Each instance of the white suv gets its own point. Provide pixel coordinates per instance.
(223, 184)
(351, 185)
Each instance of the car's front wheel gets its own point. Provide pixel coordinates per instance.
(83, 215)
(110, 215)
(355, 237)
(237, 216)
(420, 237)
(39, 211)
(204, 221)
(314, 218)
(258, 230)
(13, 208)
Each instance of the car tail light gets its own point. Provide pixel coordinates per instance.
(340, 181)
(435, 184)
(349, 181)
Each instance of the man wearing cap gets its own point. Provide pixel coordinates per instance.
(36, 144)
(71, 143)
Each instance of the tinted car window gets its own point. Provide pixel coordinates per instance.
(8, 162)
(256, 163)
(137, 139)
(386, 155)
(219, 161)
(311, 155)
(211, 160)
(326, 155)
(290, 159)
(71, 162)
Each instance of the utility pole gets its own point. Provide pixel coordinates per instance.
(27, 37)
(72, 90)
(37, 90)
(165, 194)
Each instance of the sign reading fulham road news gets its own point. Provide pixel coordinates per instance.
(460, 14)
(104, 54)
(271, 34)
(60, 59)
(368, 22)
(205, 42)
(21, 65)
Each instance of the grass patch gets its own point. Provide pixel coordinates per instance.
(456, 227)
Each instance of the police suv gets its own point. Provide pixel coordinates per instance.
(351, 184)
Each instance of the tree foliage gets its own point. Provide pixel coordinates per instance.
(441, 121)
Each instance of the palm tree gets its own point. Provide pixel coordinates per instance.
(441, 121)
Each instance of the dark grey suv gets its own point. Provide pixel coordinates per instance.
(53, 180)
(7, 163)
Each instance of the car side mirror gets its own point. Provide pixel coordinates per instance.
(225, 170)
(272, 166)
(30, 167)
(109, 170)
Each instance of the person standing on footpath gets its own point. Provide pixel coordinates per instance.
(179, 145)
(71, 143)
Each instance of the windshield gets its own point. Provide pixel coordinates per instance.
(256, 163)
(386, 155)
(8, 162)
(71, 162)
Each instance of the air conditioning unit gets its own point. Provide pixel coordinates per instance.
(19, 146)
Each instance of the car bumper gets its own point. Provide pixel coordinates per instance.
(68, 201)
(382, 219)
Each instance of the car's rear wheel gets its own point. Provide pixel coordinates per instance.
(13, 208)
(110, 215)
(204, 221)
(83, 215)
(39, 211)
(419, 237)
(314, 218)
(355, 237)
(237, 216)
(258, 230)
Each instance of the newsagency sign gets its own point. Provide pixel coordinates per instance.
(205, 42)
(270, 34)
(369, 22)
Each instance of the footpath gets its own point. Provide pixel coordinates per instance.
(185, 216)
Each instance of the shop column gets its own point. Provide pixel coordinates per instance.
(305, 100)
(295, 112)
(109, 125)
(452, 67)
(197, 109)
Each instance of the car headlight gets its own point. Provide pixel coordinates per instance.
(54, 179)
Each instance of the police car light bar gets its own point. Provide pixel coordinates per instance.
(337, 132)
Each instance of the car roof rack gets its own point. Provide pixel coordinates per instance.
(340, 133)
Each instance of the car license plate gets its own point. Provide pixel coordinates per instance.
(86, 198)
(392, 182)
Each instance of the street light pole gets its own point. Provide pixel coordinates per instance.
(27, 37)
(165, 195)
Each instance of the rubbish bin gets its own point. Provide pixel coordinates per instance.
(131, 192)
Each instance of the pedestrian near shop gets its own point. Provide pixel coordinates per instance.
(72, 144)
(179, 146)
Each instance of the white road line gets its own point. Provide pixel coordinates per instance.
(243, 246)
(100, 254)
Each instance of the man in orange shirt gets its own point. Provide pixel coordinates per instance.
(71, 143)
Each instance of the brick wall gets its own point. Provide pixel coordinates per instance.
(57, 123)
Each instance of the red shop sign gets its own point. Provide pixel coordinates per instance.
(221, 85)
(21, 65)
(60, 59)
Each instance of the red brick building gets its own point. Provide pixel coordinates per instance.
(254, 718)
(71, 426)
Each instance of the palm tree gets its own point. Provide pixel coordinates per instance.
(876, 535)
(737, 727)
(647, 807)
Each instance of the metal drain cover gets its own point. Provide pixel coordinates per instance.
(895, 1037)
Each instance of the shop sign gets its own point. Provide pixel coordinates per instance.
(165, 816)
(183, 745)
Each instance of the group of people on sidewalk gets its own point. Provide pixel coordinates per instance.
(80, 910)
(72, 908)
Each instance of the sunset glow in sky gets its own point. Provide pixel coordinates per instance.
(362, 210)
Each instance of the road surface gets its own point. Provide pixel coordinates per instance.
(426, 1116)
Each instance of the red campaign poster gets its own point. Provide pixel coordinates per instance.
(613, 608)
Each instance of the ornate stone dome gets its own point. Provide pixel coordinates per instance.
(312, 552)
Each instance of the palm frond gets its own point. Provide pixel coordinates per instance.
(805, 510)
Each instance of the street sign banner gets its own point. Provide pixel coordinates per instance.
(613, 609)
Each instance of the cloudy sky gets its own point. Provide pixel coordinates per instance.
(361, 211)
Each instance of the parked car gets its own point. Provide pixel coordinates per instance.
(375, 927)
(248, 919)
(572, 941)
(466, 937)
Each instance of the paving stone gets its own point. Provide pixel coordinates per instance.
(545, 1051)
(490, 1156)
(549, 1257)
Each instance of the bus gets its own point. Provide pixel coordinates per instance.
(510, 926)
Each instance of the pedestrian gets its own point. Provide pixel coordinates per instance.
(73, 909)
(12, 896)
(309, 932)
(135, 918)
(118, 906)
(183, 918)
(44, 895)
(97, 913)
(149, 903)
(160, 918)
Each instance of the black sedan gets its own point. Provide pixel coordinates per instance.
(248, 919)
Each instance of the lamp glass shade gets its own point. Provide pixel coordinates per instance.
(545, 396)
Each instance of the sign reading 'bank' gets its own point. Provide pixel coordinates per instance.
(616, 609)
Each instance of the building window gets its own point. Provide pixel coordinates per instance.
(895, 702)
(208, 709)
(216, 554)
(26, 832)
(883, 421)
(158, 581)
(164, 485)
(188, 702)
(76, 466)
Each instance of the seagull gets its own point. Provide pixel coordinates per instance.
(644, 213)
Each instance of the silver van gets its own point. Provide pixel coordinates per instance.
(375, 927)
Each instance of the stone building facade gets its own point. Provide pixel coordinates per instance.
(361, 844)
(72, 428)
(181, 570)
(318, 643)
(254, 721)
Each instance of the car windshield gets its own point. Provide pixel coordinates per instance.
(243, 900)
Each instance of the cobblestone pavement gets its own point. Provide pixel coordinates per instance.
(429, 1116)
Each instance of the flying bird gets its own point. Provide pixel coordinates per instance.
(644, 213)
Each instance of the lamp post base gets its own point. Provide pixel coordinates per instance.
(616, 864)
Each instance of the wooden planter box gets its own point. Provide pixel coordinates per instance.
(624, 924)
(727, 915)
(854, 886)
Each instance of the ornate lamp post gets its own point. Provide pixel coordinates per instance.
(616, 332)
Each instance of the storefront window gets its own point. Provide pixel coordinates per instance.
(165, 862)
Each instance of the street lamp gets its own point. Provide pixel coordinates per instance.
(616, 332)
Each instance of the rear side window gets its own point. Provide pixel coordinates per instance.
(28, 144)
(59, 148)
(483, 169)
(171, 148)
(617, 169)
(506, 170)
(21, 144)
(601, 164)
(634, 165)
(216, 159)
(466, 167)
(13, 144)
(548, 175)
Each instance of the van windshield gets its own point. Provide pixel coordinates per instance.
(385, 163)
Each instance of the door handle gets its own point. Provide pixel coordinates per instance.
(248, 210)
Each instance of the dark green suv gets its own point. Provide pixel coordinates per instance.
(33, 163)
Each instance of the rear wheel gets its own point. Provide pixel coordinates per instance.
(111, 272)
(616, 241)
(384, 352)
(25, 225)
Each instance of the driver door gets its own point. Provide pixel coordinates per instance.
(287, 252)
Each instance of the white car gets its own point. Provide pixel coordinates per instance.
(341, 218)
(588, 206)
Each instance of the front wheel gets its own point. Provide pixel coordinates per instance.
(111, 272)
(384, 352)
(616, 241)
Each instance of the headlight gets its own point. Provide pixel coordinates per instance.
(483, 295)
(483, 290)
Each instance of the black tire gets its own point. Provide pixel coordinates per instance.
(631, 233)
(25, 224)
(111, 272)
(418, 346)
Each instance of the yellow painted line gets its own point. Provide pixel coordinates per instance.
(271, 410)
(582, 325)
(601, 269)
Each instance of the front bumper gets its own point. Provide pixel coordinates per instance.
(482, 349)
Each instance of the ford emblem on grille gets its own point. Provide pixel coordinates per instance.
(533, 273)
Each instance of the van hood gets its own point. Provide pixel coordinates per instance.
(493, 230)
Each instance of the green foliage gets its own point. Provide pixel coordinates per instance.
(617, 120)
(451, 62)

What you have to do> Copy out the records above word for word, from the line containing "Each instance of the driver" through the end of the records, both ends included.

Solution to this problem>
Each instance of the driver door gets its own point. Provide pixel coordinates per instance.
(287, 252)
Each instance of the white car gets its own point. Provide pixel coordinates per instance.
(341, 218)
(588, 206)
Each instance of the front wheel gets its own point. Provide pixel coordinates per instance.
(111, 272)
(384, 352)
(616, 241)
Each instance of the headlight gets its own point. Provide pixel coordinates per instance.
(483, 295)
(483, 290)
Each instance of the black tire gets its own point. Provide pixel coordinates per instance.
(631, 233)
(25, 224)
(111, 272)
(418, 346)
Each instance of the yellow painted line gets its own point. Provide pixel coordinates per instance.
(271, 410)
(582, 325)
(601, 269)
Each instance of the front bumper gets its own point. Provide pixel coordinates per instance.
(482, 349)
Each instance of the ford emblem on grille gets its own point. Provide pixel coordinates per instance.
(533, 273)
Each instance of the van hood gets its own point. Provide pixel coordinates per instance.
(493, 230)
Each instance of the green foliage gets its own point. Provide pixel coordinates per instance.
(617, 120)
(451, 62)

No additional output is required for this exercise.